- The problem -
Could you give the data below again, exactly and completely?

- Items -

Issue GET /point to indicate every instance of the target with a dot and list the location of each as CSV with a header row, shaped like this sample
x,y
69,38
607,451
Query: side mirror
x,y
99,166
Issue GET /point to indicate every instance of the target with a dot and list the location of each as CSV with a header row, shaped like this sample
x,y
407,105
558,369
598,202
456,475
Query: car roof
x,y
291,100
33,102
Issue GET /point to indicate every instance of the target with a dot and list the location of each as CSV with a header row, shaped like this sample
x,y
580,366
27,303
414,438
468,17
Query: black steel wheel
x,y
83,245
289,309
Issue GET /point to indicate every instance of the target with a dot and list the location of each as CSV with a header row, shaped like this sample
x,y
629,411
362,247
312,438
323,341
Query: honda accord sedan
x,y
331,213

- Answer for the task -
Issue GET /point to indicate every instance of the target with a dot and list the location of each as CSV with a header row, shaped like this sample
x,y
69,38
607,451
Query: side mirror
x,y
99,166
Issue GET /point to indicate every instance of the target with a dot and list the location of each as CSV with a header row, shaped like this sample
x,y
407,105
558,369
598,202
456,475
Query: car roof
x,y
291,100
33,102
Issue GET /point to indicate every instance of the target with a dot and list the location of each as CSV with a header row, shaped like this sample
x,y
580,366
27,303
414,438
468,17
Query: black steel wheel
x,y
83,245
289,309
Issue GET /point to indicate every instance of the target with a dot and list the location of each as CSV with a header row, shaped like this sample
x,y
629,411
362,247
312,438
323,341
Query: honda accord sedan
x,y
331,213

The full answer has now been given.